# Task to complete:
Lay out each line of the records below as a numbered list, skipping any blank lines and leaving the pictures out.

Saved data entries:
==*==

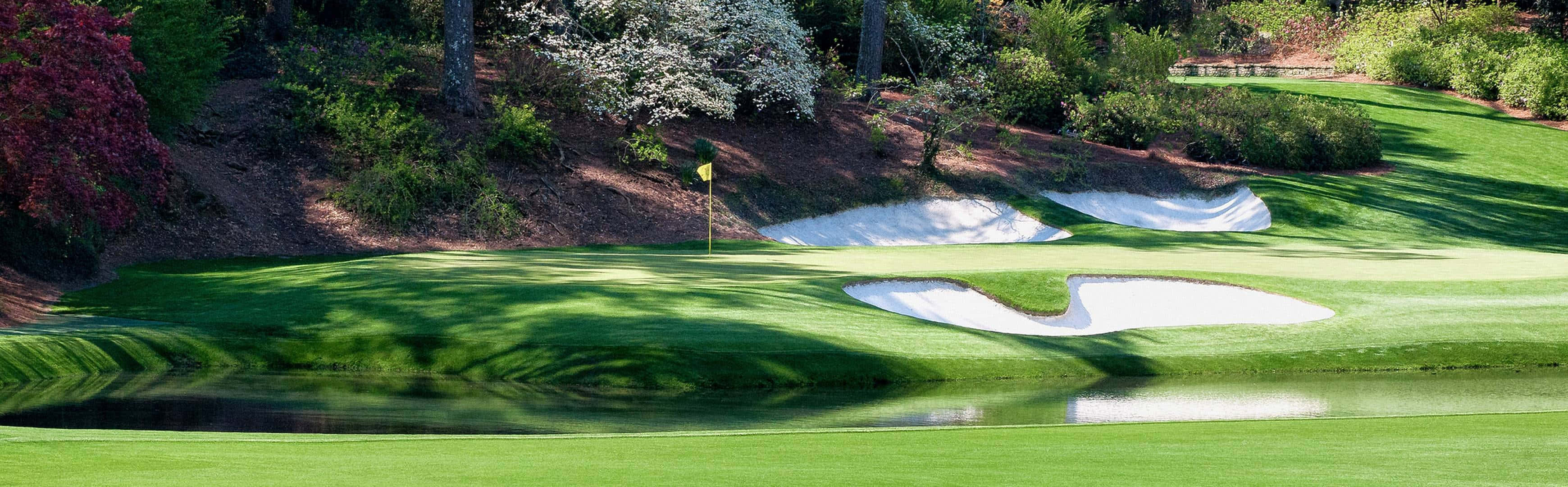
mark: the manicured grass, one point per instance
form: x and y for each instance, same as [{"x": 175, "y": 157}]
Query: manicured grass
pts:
[
  {"x": 1482, "y": 450},
  {"x": 1454, "y": 260}
]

==*==

# Full answer:
1. mark: the manicured grass, one point per instance
2. form: x and y for each instance, same as [{"x": 175, "y": 157}]
3. Query: manicured grass
4. pts:
5. [
6.   {"x": 1482, "y": 450},
7.   {"x": 1454, "y": 260}
8. ]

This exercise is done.